Exercise
Copy out the lines of the data below, word for word, from the line that contains "indicate the blue" through the line that contains "column 177, row 102", both included.

-- Start of Data supplied --

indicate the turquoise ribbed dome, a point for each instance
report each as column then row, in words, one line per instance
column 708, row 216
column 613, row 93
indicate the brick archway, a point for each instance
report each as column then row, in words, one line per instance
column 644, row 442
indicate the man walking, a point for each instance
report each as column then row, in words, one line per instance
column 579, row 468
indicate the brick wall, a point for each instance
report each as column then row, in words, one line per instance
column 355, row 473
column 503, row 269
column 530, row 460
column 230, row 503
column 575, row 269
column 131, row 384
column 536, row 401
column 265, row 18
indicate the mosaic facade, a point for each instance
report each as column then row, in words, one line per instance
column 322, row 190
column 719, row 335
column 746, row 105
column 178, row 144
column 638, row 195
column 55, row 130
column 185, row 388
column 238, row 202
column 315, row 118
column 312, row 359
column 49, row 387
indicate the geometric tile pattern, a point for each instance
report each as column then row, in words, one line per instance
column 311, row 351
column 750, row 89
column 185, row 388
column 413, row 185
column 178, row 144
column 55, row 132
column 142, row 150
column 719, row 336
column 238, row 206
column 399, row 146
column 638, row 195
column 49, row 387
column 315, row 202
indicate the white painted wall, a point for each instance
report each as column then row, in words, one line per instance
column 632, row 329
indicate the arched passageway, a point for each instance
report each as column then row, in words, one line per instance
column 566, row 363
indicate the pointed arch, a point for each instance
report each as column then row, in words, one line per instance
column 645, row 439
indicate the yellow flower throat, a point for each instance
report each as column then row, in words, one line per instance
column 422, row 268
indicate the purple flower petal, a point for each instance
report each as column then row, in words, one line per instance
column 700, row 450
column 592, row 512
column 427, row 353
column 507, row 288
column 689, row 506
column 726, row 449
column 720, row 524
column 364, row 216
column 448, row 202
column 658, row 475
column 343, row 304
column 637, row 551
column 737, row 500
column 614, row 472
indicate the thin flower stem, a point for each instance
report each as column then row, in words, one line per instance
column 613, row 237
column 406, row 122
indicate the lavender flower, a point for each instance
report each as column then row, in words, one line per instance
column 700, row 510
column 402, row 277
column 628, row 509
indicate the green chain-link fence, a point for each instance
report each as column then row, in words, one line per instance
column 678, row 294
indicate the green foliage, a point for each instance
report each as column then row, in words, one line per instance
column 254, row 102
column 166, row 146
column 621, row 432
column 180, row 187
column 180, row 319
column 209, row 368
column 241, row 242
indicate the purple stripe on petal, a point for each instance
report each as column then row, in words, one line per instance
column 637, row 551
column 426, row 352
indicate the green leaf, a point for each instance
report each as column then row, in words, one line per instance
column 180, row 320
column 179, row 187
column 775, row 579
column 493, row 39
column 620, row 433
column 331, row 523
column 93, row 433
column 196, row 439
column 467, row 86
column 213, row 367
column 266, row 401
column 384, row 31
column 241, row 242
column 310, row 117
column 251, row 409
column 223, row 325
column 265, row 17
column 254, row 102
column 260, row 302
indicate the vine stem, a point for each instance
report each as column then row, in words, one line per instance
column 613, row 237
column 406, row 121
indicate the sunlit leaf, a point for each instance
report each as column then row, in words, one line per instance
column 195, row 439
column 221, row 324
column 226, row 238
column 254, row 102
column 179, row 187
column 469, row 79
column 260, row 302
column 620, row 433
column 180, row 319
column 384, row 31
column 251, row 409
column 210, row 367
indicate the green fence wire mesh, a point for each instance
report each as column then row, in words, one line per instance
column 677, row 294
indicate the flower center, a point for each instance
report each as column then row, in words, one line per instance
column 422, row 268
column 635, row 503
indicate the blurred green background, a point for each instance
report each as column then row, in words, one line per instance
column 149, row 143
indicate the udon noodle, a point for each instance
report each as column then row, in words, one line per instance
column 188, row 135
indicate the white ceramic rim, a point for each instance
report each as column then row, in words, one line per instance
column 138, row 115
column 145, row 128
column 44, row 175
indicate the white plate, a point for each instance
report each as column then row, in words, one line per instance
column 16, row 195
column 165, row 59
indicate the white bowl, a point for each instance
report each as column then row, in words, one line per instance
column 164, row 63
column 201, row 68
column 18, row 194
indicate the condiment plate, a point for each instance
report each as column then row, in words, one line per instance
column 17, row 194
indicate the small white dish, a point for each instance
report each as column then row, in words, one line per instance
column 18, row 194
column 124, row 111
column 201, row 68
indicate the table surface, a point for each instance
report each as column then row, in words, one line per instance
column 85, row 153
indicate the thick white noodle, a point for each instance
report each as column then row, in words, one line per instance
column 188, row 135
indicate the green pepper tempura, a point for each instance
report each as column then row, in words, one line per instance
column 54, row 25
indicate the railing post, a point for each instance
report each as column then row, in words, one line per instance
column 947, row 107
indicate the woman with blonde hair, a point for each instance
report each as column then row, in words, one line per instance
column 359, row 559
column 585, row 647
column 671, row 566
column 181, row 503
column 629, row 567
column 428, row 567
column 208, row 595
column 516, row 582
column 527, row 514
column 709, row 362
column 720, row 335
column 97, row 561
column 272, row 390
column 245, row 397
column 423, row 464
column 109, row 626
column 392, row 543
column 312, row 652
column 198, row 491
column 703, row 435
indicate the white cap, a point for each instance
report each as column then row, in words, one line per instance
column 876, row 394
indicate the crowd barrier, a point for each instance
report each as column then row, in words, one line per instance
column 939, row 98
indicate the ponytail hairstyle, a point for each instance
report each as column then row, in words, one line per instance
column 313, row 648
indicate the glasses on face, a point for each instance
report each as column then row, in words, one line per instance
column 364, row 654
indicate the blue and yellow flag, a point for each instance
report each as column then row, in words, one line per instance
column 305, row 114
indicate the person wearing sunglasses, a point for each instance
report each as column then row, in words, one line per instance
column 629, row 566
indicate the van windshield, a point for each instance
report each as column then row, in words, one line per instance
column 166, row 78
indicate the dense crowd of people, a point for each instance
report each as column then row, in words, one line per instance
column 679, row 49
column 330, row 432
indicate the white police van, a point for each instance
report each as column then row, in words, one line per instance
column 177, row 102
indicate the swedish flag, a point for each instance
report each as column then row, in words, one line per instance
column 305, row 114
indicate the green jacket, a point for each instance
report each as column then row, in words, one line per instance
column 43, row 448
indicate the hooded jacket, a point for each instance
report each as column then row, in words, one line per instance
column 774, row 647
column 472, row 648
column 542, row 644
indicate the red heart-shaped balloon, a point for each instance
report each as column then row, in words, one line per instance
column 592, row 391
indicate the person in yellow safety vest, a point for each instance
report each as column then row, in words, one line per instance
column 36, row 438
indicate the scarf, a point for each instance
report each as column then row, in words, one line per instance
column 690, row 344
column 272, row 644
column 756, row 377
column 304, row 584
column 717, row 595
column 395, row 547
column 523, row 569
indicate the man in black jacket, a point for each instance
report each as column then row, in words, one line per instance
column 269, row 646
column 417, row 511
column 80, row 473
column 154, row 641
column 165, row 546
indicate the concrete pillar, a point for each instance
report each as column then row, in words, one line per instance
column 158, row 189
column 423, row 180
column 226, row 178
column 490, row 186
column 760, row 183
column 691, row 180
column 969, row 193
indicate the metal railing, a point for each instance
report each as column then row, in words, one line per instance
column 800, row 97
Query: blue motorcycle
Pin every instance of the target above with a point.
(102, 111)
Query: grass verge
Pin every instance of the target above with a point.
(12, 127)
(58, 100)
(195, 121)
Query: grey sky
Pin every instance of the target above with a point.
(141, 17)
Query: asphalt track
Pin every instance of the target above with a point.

-- End of Data supplied --

Answer for this exercise
indicate the blue and yellow flag, a point for each instance
report each as column then row, in words, one line per instance
column 305, row 114
indicate the person wearing sunglasses, a point for each instance
report each as column then row, in words, one line per instance
column 629, row 566
indicate the van windshield, a point for each instance
report each as column then row, in words, one line per instance
column 166, row 78
indicate the dense crowd of people, a point for each instance
report each as column then row, in words, one line per instance
column 679, row 49
column 330, row 432
indicate the white police van, a point for each instance
report each as column then row, in words, one line per instance
column 177, row 102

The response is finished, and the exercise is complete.